**Data rows:**
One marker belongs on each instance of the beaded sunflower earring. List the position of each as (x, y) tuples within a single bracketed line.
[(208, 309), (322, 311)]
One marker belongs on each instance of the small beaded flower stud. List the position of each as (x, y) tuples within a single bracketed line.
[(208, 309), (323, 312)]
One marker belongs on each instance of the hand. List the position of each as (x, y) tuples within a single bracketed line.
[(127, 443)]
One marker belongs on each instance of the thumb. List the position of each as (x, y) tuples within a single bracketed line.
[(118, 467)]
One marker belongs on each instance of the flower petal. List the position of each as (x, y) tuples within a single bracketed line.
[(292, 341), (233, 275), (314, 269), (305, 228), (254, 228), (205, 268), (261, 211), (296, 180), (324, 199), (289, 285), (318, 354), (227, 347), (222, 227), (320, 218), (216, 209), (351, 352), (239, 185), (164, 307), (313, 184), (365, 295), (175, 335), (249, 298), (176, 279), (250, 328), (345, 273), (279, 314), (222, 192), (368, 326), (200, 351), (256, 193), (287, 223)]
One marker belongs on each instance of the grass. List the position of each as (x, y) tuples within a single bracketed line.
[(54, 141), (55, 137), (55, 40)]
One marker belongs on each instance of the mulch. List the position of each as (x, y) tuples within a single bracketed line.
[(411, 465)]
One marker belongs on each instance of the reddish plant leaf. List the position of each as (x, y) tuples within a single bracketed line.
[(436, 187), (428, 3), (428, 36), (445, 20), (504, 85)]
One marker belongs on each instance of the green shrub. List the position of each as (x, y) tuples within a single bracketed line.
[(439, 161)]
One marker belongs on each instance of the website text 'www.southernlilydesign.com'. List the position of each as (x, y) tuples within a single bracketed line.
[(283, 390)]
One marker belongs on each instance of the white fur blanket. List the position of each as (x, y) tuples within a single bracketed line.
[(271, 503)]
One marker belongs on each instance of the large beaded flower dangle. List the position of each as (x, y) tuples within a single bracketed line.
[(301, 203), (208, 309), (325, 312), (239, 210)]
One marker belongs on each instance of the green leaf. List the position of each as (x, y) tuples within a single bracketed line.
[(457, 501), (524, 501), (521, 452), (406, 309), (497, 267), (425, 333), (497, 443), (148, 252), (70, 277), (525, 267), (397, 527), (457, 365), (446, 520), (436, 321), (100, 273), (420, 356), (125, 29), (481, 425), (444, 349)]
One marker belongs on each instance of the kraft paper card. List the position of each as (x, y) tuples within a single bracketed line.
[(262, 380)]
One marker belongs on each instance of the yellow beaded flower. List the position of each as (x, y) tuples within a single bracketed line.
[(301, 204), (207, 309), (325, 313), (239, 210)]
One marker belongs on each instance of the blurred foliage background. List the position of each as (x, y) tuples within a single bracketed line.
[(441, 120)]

**Given exercise:** Copy the entries from the line containing "One marker belongs on each instance of the hand." through the line containing "[(118, 467)]", keeping each request as it stands. Shift every coordinate in the answers by adding 5 to it.

**Response:**
One marker belongs on each instance of the hand. List the position of each as (x, y) tuples within a single bracketed line.
[(132, 448)]
One marker belongs on each instance of the thumb. List the position of each as (x, y) tuples within a single bracketed line.
[(123, 472)]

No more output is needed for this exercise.